Raw records
§ §

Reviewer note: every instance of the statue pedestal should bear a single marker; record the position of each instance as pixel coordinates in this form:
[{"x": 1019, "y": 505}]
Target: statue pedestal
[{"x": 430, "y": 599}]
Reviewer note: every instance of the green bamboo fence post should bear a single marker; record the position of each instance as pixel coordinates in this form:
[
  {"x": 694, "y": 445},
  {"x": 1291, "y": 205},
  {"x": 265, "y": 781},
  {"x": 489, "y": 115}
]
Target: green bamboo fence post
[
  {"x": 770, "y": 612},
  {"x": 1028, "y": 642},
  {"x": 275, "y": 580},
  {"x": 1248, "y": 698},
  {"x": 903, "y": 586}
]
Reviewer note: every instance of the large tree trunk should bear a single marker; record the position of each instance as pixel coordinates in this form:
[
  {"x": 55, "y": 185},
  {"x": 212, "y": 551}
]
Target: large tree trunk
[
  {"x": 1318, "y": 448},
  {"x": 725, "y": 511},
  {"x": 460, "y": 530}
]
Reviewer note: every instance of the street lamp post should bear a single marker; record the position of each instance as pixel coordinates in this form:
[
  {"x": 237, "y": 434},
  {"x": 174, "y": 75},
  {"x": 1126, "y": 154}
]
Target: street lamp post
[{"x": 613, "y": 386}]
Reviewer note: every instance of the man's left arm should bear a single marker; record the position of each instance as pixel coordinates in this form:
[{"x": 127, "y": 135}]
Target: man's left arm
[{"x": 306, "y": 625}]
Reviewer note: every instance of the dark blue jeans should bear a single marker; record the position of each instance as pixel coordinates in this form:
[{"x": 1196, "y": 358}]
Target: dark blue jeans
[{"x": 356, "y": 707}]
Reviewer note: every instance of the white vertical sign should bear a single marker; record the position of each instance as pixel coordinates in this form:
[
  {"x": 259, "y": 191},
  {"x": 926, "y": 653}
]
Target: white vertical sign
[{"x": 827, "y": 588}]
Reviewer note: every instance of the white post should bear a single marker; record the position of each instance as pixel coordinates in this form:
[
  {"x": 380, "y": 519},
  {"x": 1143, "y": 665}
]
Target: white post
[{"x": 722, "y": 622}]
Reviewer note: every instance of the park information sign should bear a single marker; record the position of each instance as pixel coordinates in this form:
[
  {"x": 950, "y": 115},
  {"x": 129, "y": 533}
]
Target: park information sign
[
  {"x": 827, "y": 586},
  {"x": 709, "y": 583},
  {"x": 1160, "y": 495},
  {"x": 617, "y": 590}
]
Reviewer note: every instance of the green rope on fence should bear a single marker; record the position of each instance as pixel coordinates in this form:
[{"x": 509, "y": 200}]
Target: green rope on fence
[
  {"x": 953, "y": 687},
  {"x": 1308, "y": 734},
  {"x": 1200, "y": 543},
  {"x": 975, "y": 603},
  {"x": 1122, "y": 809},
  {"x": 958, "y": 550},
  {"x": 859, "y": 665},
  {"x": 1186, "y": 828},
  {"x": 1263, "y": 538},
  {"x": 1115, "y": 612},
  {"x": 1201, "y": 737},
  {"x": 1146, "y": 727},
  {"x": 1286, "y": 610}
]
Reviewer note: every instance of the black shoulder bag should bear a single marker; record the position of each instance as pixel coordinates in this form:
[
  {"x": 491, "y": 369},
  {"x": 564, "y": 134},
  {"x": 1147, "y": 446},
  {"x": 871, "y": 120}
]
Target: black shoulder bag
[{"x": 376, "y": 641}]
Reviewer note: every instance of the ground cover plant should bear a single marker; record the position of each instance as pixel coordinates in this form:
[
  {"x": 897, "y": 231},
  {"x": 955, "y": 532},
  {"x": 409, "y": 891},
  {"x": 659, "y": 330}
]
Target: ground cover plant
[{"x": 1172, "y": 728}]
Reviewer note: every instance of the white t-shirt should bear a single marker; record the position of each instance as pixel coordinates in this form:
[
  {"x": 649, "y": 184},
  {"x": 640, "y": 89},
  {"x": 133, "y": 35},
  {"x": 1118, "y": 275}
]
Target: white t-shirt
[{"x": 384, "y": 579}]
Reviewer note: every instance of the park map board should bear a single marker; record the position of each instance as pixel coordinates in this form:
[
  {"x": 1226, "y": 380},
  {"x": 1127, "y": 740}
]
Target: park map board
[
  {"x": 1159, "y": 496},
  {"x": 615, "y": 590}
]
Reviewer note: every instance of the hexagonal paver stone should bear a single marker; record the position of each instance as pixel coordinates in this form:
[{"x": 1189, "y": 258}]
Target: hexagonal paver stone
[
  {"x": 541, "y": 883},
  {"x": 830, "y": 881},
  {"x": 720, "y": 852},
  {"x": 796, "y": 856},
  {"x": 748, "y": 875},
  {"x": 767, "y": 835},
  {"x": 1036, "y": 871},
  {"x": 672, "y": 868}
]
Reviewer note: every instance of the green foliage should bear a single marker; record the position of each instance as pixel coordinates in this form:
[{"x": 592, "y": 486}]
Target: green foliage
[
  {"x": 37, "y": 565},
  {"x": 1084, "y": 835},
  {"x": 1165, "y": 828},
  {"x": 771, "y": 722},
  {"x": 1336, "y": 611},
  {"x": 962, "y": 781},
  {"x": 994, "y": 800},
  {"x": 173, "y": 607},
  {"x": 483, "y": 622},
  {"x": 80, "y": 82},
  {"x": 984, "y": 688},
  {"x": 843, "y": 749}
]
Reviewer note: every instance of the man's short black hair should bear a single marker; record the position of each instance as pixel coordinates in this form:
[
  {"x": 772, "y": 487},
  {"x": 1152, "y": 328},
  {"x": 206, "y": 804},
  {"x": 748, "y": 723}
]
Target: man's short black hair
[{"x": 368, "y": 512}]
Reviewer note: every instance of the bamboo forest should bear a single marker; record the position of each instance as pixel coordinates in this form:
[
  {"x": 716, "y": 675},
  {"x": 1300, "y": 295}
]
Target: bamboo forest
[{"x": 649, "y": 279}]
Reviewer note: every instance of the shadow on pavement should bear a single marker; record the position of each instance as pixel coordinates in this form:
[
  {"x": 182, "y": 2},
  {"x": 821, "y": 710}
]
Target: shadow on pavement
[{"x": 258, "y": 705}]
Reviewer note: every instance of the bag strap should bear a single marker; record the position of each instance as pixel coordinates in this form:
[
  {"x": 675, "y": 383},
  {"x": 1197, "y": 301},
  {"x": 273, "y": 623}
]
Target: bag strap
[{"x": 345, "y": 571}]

§ §

* [AIM OF THE EXERCISE]:
Print all of the entries again, exactly as written.

* [ANSWER BELOW]:
Reviewer note: every instance of the statue pedestal should bear a single marker; record the position of each instance as pixel coordinates in this form:
[{"x": 1019, "y": 505}]
Target: statue pedestal
[{"x": 430, "y": 599}]
Reviewer note: every instance of the green bamboo fence post should bear a single marker; record the position of each instance as pixel coordinates in this form:
[
  {"x": 694, "y": 445},
  {"x": 1291, "y": 205},
  {"x": 265, "y": 781},
  {"x": 489, "y": 115}
]
Target: green bamboo fence post
[
  {"x": 770, "y": 612},
  {"x": 1028, "y": 642},
  {"x": 275, "y": 580},
  {"x": 1248, "y": 698},
  {"x": 903, "y": 586}
]
Reviewer note: every instance of the large tree trunk should bear a single marker; record the position of each instance as pixel coordinates in this form:
[
  {"x": 55, "y": 185},
  {"x": 212, "y": 551}
]
Target: large tree trunk
[
  {"x": 1318, "y": 448},
  {"x": 725, "y": 511},
  {"x": 460, "y": 530}
]
Reviewer note: every instance of the street lamp post should bear a single marker; record the position of each instance as pixel coordinates in this form:
[
  {"x": 237, "y": 434},
  {"x": 174, "y": 75},
  {"x": 1126, "y": 154}
]
Target: street lamp post
[{"x": 613, "y": 386}]
Reviewer note: every instance of the man's left arm should bear a single marker; record the position of each instance as pixel coordinates in this form:
[{"x": 127, "y": 135}]
Target: man's left arm
[{"x": 306, "y": 625}]
Reviewer note: every instance of the dark blue jeans should bear a single marker; record the position of each instance as pixel coordinates in this form:
[{"x": 1196, "y": 358}]
Target: dark blue jeans
[{"x": 356, "y": 707}]
Reviewer note: every instance of the white vertical sign should bear a single marker; record the position of each instance as pixel coordinates in this form:
[
  {"x": 259, "y": 191},
  {"x": 926, "y": 653}
]
Target: white vertical sign
[{"x": 827, "y": 588}]
Reviewer note: every instance of the white post should bear a single marker; record the position of each instance as pixel coordinates in this form:
[
  {"x": 380, "y": 519},
  {"x": 1143, "y": 665}
]
Target: white post
[{"x": 722, "y": 622}]
Reviewer note: every instance of the park information sign should bear a single marker; record the position of each instance as pixel coordinates in this form:
[
  {"x": 950, "y": 115},
  {"x": 129, "y": 533}
]
Target: park information sign
[
  {"x": 827, "y": 586},
  {"x": 709, "y": 583},
  {"x": 1160, "y": 495},
  {"x": 617, "y": 590}
]
Reviewer note: every instance of the green rope on fence should bear a single marker; record the position of each instance as pixel coordinates in this form:
[{"x": 509, "y": 200}]
Target: green rope on fence
[
  {"x": 953, "y": 687},
  {"x": 1308, "y": 734},
  {"x": 1200, "y": 543},
  {"x": 975, "y": 603},
  {"x": 1122, "y": 809},
  {"x": 958, "y": 550},
  {"x": 859, "y": 665},
  {"x": 1186, "y": 828},
  {"x": 1263, "y": 538},
  {"x": 1115, "y": 612},
  {"x": 1201, "y": 737},
  {"x": 1146, "y": 727},
  {"x": 1286, "y": 610}
]
Reviewer note: every instance of the black shoulder bag should bear a single marker; record the position of each instance as pixel coordinates in this form:
[
  {"x": 491, "y": 369},
  {"x": 564, "y": 134},
  {"x": 1147, "y": 446},
  {"x": 871, "y": 120}
]
Target: black shoulder bag
[{"x": 376, "y": 641}]
Reviewer note: every instance of the ground cover plant should bear a single marker; record the position of each instance as pixel coordinates in this form:
[
  {"x": 897, "y": 231},
  {"x": 955, "y": 532},
  {"x": 409, "y": 891},
  {"x": 659, "y": 330}
]
Target: ground cover plant
[{"x": 1172, "y": 728}]
Reviewer note: every instance of the white t-shirt should bear a single marker; record the position of each instance as pixel coordinates in this form:
[
  {"x": 649, "y": 184},
  {"x": 640, "y": 89},
  {"x": 133, "y": 35},
  {"x": 1118, "y": 275}
]
Target: white t-shirt
[{"x": 384, "y": 579}]
Reviewer note: every instance of the park map board should bear a single marker; record the position of each instance as pixel coordinates in this form:
[
  {"x": 1226, "y": 380},
  {"x": 1127, "y": 740}
]
Target: park map board
[
  {"x": 1159, "y": 496},
  {"x": 615, "y": 590}
]
Reviewer note: every instance of the hexagonal paver stone should bear a single marker; record the position of each instance as pixel coordinates in this form:
[{"x": 1189, "y": 258}]
Target: hexagonal paver stone
[
  {"x": 541, "y": 883},
  {"x": 830, "y": 881},
  {"x": 720, "y": 852},
  {"x": 796, "y": 856},
  {"x": 748, "y": 875},
  {"x": 767, "y": 835},
  {"x": 1036, "y": 871},
  {"x": 672, "y": 868}
]
Reviewer note: every instance of the green foliage should bear a single marker; record the position of each instance as pixel coordinates in this form:
[{"x": 592, "y": 486}]
Target: green foliage
[
  {"x": 37, "y": 565},
  {"x": 1084, "y": 835},
  {"x": 1165, "y": 828},
  {"x": 771, "y": 722},
  {"x": 1336, "y": 611},
  {"x": 962, "y": 781},
  {"x": 994, "y": 800},
  {"x": 173, "y": 607},
  {"x": 483, "y": 622},
  {"x": 80, "y": 82},
  {"x": 984, "y": 688},
  {"x": 843, "y": 749}
]
Reviewer note: every instance of the man's short black hair should bear a single marker; record the position of each instance as pixel coordinates in this form:
[
  {"x": 772, "y": 487},
  {"x": 1152, "y": 328},
  {"x": 206, "y": 804},
  {"x": 748, "y": 723}
]
Target: man's short black hair
[{"x": 368, "y": 512}]
Reviewer note: every instance of the bamboo forest should bear a single marker; record the position of each instance as pixel coordinates in this form:
[
  {"x": 716, "y": 675},
  {"x": 1300, "y": 295}
]
Target: bamboo forest
[{"x": 649, "y": 279}]
Reviewer note: every instance of the shadow on pavement should bear a single marker; record the position of each instance as pixel coordinates in this form:
[
  {"x": 182, "y": 2},
  {"x": 821, "y": 710}
]
Target: shadow on pavement
[{"x": 258, "y": 705}]
Reviewer note: every instance of the bag strap should bear a single marker; record the position of each instance as pixel coordinates in this form:
[
  {"x": 675, "y": 383},
  {"x": 1197, "y": 301},
  {"x": 273, "y": 623}
]
Target: bag strap
[{"x": 345, "y": 571}]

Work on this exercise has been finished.